WRITTEN REQUEST: Retype the tail of the data exactly, starting at the line containing "# test: pointer marks one dot per instance of the short-sleeve" and stopping at the last line.
╭─ GIVEN DATA
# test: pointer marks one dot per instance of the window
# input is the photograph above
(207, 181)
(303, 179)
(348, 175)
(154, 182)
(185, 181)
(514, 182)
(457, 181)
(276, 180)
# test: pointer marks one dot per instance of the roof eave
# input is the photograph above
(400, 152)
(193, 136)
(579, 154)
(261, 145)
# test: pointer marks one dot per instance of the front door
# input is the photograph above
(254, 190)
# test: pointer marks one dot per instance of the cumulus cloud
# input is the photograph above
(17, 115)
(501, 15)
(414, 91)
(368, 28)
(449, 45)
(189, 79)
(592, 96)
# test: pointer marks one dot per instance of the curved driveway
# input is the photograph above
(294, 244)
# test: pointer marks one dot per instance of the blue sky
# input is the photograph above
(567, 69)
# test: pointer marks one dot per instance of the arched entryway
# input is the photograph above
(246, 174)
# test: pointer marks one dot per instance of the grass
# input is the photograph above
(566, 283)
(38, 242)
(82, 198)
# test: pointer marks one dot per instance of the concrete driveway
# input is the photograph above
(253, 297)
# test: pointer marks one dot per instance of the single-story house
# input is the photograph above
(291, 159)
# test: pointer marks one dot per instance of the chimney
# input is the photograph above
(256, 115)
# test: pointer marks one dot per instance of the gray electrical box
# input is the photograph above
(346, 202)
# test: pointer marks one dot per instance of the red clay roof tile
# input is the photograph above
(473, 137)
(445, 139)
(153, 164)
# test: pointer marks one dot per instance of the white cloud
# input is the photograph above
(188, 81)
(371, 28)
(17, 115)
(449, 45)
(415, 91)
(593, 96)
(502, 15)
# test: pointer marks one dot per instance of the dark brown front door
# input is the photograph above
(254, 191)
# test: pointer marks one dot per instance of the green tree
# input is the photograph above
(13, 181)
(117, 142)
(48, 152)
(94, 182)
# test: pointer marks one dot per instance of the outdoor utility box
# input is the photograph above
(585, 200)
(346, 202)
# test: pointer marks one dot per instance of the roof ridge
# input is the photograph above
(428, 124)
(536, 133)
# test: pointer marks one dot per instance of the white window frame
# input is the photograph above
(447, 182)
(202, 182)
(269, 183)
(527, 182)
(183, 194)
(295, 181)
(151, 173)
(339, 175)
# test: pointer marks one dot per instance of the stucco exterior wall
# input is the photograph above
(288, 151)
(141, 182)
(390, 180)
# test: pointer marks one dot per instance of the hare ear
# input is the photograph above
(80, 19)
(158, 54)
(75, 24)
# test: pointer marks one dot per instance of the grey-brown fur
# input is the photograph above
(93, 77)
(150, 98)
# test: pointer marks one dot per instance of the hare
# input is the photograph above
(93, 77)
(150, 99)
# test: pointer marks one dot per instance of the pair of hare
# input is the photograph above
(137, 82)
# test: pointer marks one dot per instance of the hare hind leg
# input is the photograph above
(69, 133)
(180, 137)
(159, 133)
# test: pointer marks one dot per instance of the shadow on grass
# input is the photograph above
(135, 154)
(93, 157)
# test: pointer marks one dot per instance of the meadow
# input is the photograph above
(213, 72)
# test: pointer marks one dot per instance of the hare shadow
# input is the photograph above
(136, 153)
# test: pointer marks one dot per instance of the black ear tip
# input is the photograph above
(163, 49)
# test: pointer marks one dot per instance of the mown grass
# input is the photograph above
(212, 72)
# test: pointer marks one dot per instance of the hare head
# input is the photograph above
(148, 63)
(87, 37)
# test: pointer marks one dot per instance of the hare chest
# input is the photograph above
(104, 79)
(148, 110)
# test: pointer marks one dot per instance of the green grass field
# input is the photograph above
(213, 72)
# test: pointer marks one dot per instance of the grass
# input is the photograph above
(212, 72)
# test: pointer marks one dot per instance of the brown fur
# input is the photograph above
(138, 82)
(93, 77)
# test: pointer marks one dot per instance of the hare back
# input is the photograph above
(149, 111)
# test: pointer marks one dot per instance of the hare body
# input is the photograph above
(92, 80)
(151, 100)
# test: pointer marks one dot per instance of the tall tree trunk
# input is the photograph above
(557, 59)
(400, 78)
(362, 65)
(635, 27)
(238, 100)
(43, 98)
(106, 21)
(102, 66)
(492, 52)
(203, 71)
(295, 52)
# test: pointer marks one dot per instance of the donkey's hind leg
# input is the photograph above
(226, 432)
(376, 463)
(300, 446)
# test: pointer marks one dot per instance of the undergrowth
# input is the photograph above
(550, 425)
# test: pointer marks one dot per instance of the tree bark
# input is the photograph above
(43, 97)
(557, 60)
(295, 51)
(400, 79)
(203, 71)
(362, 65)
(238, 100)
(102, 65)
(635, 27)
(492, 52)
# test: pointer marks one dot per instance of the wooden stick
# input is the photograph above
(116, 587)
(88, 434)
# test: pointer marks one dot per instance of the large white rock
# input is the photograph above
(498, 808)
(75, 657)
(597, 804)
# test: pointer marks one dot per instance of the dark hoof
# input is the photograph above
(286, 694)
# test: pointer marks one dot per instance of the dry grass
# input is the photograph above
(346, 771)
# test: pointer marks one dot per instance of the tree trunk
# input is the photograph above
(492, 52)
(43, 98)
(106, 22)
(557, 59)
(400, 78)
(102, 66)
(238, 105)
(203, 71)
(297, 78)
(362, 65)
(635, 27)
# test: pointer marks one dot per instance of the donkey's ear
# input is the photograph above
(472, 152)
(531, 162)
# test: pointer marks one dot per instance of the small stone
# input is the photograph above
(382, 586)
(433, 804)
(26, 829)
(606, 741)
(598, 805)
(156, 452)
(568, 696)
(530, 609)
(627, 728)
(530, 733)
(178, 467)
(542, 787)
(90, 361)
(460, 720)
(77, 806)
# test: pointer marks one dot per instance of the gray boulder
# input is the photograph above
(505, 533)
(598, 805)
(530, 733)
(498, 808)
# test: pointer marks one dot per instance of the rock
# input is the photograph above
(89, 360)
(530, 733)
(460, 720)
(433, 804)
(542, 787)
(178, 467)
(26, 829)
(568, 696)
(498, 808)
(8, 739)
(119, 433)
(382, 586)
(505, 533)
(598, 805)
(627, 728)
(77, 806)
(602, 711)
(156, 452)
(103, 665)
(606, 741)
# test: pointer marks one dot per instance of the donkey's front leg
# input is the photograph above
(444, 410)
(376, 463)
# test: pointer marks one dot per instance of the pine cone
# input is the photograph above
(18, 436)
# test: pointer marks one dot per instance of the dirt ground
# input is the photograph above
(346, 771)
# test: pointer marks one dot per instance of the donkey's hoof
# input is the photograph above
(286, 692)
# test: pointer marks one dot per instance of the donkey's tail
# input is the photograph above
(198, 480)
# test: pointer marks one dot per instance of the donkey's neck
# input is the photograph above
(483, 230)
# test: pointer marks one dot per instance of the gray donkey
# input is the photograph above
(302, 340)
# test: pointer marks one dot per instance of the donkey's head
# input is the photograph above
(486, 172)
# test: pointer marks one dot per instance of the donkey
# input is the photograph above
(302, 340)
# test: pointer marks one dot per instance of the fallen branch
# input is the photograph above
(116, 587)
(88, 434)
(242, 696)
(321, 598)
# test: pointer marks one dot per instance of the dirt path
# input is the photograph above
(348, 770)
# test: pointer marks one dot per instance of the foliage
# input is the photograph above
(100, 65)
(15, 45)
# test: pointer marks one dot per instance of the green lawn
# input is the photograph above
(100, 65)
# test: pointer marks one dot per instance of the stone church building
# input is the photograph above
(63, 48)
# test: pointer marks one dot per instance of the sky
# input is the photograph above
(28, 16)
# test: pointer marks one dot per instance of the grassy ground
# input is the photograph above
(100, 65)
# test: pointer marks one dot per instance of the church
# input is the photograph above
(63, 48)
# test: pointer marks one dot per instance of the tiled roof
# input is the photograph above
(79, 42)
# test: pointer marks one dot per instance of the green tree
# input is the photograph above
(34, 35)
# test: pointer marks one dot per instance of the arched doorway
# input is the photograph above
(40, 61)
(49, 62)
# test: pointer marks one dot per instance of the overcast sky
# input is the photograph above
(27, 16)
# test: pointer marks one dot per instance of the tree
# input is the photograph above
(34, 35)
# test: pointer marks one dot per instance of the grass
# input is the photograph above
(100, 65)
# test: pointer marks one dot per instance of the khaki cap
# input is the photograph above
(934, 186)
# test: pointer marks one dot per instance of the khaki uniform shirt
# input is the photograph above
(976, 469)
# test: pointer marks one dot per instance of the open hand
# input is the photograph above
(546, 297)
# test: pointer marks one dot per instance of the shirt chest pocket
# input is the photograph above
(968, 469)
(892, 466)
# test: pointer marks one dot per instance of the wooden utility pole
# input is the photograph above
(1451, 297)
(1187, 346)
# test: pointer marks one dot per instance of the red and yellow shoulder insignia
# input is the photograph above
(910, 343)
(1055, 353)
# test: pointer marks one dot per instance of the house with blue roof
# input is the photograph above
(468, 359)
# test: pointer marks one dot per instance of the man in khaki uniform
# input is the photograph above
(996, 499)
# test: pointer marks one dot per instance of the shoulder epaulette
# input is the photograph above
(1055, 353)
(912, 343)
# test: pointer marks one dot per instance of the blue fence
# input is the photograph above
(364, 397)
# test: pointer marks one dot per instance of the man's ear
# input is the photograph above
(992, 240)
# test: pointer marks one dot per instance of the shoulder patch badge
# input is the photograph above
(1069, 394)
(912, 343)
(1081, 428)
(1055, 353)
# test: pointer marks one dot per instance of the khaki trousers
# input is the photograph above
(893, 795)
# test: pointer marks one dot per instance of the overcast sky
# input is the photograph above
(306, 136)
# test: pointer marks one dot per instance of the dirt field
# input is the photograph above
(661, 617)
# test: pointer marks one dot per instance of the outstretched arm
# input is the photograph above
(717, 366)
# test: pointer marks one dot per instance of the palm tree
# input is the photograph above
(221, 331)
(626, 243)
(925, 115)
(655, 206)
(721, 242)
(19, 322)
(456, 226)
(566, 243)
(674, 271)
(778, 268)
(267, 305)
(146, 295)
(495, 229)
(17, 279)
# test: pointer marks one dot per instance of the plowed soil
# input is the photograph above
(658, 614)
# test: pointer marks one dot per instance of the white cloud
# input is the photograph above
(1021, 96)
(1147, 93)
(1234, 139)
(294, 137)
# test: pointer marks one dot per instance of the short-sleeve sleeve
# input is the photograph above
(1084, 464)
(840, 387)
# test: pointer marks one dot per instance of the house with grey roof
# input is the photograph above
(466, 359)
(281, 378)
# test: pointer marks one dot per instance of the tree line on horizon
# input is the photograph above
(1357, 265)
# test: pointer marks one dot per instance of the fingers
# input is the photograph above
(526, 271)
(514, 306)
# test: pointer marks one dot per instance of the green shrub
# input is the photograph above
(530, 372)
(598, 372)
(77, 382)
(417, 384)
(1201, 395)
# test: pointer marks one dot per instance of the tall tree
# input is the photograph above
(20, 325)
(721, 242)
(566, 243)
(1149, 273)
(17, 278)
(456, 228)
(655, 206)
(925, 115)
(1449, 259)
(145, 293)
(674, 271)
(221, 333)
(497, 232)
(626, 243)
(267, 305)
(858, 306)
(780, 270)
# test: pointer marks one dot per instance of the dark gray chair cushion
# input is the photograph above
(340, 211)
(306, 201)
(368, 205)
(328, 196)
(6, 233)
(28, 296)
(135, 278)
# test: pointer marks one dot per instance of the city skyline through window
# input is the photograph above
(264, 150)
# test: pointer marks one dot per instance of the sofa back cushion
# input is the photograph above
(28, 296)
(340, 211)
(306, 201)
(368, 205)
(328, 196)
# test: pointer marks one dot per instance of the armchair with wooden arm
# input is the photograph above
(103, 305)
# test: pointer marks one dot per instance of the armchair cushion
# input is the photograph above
╰─
ANSWER BELOW:
# test: pointer marks one dot per instance of the short-sleeve sleeve
# input is the photograph above
(1084, 464)
(840, 387)
# test: pointer marks one dot per instance of the house with grey roof
# input is the photograph above
(466, 359)
(281, 378)
# test: pointer marks one dot per instance of the tree line on horizon
# input is the photograph above
(1357, 265)
# test: pointer marks one dot per instance of the fingers
# input is the photograph above
(526, 271)
(514, 306)
# test: pointer marks one dot per instance of the green shrub
# input is the photograph above
(530, 372)
(598, 372)
(77, 382)
(417, 384)
(1201, 395)
# test: pointer marks one dot per instance of the tall tree
# input is the photograph above
(20, 325)
(721, 242)
(566, 243)
(1149, 273)
(17, 278)
(456, 228)
(655, 206)
(925, 115)
(1449, 259)
(145, 293)
(674, 271)
(221, 333)
(497, 232)
(626, 243)
(267, 305)
(858, 306)
(780, 270)
# test: pointer marks one dot per instance of the dark gray chair cushion
# input is the photograph above
(340, 211)
(306, 201)
(368, 205)
(328, 196)
(6, 233)
(28, 296)
(135, 278)
# test: pointer marks one dot per instance of the city skyline through window
# input is the photograph above
(264, 150)
# test: pointer marks one dot per instance of the sofa back cushion
# input is the photograph above
(28, 296)
(340, 211)
(306, 201)
(368, 205)
(328, 196)
# test: pointer marks one dot per instance of the armchair with wooden arm
# input is the photograph above
(103, 305)
# test: pointer marks one dot per instance of the armchair cushion
# input is the photograph above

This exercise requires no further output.